→ **Dataset items**
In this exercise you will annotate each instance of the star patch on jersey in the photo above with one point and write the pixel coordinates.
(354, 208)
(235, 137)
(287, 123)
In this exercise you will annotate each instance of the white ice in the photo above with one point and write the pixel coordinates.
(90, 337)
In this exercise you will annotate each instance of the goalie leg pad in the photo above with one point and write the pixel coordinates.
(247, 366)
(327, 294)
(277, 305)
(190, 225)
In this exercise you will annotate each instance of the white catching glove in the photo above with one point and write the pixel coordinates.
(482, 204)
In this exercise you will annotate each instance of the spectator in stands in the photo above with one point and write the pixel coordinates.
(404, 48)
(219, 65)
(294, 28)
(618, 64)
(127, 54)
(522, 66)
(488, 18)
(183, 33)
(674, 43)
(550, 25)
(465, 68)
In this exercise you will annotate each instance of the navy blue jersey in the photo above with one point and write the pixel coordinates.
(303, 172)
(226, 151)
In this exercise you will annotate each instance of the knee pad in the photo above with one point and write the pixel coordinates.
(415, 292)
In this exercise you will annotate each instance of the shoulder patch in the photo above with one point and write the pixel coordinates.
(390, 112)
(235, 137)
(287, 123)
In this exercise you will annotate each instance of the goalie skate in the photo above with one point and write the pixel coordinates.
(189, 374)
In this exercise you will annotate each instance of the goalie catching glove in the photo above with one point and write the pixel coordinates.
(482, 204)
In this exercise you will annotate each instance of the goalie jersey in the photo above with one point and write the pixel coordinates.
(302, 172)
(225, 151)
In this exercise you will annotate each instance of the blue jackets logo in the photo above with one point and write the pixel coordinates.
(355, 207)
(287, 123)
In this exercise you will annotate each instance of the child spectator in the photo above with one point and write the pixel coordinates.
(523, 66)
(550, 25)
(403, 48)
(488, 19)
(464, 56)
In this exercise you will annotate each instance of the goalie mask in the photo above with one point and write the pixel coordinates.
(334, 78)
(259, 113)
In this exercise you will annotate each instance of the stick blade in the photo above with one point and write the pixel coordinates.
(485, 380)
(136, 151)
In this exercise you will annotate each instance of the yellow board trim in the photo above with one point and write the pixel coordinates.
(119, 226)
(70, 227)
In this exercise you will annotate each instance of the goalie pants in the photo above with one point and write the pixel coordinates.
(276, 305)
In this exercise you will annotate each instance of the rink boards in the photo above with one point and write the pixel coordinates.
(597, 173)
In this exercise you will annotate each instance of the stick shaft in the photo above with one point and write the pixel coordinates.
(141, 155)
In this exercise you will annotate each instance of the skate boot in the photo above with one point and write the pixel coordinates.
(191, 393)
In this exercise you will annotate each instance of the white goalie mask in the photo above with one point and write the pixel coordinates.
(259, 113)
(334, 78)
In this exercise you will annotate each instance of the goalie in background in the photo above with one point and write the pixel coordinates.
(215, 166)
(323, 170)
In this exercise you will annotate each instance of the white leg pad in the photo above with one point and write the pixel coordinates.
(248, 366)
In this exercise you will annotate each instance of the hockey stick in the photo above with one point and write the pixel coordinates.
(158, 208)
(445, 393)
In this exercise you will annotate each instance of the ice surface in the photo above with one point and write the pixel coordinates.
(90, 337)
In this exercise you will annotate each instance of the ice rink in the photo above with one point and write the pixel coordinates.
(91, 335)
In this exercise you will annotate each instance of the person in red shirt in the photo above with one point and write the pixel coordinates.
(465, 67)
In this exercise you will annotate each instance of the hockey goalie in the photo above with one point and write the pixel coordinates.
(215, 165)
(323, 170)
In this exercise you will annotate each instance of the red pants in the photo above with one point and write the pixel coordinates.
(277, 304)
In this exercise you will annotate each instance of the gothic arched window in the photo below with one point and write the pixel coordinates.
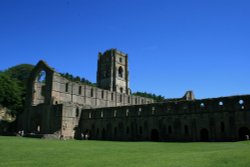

→ **Exercise goal**
Quote the records above in full, dropping each picture.

→ **Expected answer**
In this exercise you will annotate each instance of the star patch on jersey in the photo above with one point and write the pixel coordinates.
(354, 208)
(235, 137)
(287, 123)
In this exercise you will annotate each instance of the white ice in the photo above with one point and write the pixel coordinates.
(90, 337)
In this exercise you will annotate each instance of the goalie leg pad in the photo above with one point and write the pixel coordinates.
(247, 366)
(327, 294)
(277, 305)
(190, 225)
In this exercise you will annotate each instance of the white catching glove in the photo above with one point and write the pixel coordinates.
(482, 204)
In this exercise you will annotate each instance of the spectator in stands in the photo above with one point and write the pixel coordinates.
(404, 48)
(219, 65)
(294, 28)
(618, 64)
(127, 54)
(522, 66)
(488, 18)
(183, 33)
(674, 43)
(550, 25)
(465, 68)
In this exercise you will annotate each instance of the navy blue jersey in the photo above with one point and write the pixel coordinates.
(303, 172)
(226, 151)
In this exercise you will annotate each instance of the knee pad in the photo above with one point and write the pixel coordinates.
(415, 292)
In this exercise you will annotate each instance of the shoulder patch in the photo above with one point and write the pixel coordinates.
(390, 112)
(235, 137)
(287, 123)
In this exercise you will annotate each instance of the goalie skate in the photo above with one point and write the pixel coordinates.
(189, 374)
In this exercise you will annotate each instance of the goalie catching glove in the photo above with one point and write the pixel coordinates.
(482, 204)
In this exercise you will annotate each instance of the goalie jersey in the photo above with one point and write the pixel coordinates.
(302, 172)
(225, 151)
In this exercise you will annotate each instance of the blue jackets logo in the photo above with one point and write the pixel coordinates.
(355, 207)
(287, 123)
In this exercise you will annotate each instance of the child spectator in the photo above with one point and write the pixel coordinates.
(523, 66)
(550, 25)
(403, 48)
(488, 19)
(464, 56)
In this exercise you will annotate each instance of the goalie mask in the photo above with one point and write the pixel coordinates.
(334, 78)
(259, 113)
In this exercise you will annotate each instance of the stick blade in the photo above with one point and write the pixel coordinates.
(485, 380)
(136, 151)
In this exercise you will annotate each instance of the yellow board trim in the photo above with one point and write the pixel coordinates.
(119, 226)
(70, 227)
In this exercise you will annotate each instance of the goalie pants in the photo above with one point and write the pixel coordinates.
(276, 305)
In this exercise you will annotate each instance of the rink boards in the photo above with one point and write the pixel coordinates.
(597, 173)
In this exercise you will annotate each instance of the stick shaft in the photo above with one point and write the pixel coordinates.
(141, 155)
In this exercise you will annotate each instance of the skate boot in the photo above with one point and write the pixel coordinates.
(191, 393)
In this exercise you will annotate each instance of the white goalie mask in the photo above with one point and write the pixel coordinates.
(259, 113)
(334, 78)
In this exercise you will annotate each instance of the goalie in background in the photo above with one point and write the pixel coordinates.
(215, 166)
(323, 170)
In this exercise you will annotate each instance of the white leg pad in the photo above with one point and write the pixel coordinates.
(248, 366)
In this exercise you will annotate each instance of the hockey stick in the photo above with one point and write the pixel coordinates.
(158, 208)
(445, 393)
In this exercise you will annotate each instance of the ice surface in the photo above with one point and write the pixel coordinates.
(90, 337)
In this exercise you will annotate each instance of the ice rink in the photo above with one point and write the pixel coordinates.
(91, 335)
In this exercise you will annotate each instance of the person in red shirt in the photo above with one point and write the pixel coordinates.
(465, 67)
In this exercise you will annotate each instance of the hockey goalie in the photo above with one point and write the pixel coordinates.
(215, 165)
(323, 170)
In this exercise you will annotate each instance of the red pants in the photo above with one point and write the pixel coordinates.
(277, 304)
In this exercise you will annotate each instance of the gothic arched window in the photo below with one point and write the pixel coordinates.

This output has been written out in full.